[TASK DETAILS]: Can you copy out, word for word, everything in the records from the line containing "Expected behaviour: for every instance of the wooden" down to their end?

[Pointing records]
↓
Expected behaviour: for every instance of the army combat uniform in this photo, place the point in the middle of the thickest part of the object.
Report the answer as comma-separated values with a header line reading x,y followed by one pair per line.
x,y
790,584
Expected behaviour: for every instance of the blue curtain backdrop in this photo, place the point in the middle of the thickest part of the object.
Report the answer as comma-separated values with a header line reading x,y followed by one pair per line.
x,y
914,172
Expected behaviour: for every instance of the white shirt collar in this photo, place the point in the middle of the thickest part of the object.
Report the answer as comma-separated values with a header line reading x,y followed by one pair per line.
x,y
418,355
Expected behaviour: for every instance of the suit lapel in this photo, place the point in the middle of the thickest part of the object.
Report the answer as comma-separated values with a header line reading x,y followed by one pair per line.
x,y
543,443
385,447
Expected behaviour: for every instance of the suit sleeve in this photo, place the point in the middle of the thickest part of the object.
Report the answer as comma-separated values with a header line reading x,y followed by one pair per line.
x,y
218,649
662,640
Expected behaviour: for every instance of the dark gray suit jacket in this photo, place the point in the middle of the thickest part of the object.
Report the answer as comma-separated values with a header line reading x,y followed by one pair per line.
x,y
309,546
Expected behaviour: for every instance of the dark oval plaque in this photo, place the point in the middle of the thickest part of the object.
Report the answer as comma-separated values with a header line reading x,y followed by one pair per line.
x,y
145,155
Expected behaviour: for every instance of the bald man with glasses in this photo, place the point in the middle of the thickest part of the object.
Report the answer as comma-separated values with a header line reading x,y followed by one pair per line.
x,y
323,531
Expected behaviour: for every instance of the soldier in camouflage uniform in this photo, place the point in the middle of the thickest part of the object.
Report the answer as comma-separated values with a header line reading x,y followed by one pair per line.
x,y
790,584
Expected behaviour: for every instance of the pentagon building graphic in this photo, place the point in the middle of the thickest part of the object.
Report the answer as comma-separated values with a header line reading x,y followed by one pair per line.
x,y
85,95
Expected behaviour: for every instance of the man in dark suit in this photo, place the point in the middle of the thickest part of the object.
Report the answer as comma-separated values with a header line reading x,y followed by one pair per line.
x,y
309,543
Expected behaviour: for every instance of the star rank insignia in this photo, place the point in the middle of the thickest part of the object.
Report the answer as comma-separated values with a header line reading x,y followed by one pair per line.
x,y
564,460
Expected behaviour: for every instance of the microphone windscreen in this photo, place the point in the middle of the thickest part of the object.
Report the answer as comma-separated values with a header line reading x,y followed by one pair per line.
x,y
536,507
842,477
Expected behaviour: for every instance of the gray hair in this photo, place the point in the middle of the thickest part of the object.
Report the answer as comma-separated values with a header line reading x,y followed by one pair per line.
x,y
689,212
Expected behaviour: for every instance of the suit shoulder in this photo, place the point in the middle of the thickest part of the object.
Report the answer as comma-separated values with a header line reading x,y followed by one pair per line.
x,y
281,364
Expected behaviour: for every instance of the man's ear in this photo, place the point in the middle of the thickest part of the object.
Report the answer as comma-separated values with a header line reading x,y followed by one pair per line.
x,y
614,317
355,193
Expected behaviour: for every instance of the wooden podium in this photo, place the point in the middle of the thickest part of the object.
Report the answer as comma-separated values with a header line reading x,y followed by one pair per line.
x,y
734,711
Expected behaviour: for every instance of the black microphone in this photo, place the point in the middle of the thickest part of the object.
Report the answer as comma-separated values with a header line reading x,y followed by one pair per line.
↑
[EXERCISE SOLUTION]:
Expected behaviour: for every instance of the wooden podium in this photo, place the point in the middle of the thickest part of the object.
Report the answer as comma-separated values with a header line reading x,y followed by one pair per line.
x,y
734,711
Expected behaviour: for every instance of the black microphone in this photo, place the point in the middle of the thickest part of the object.
Report the answer as comma-separated values with a header line reading x,y followed by one pair per line.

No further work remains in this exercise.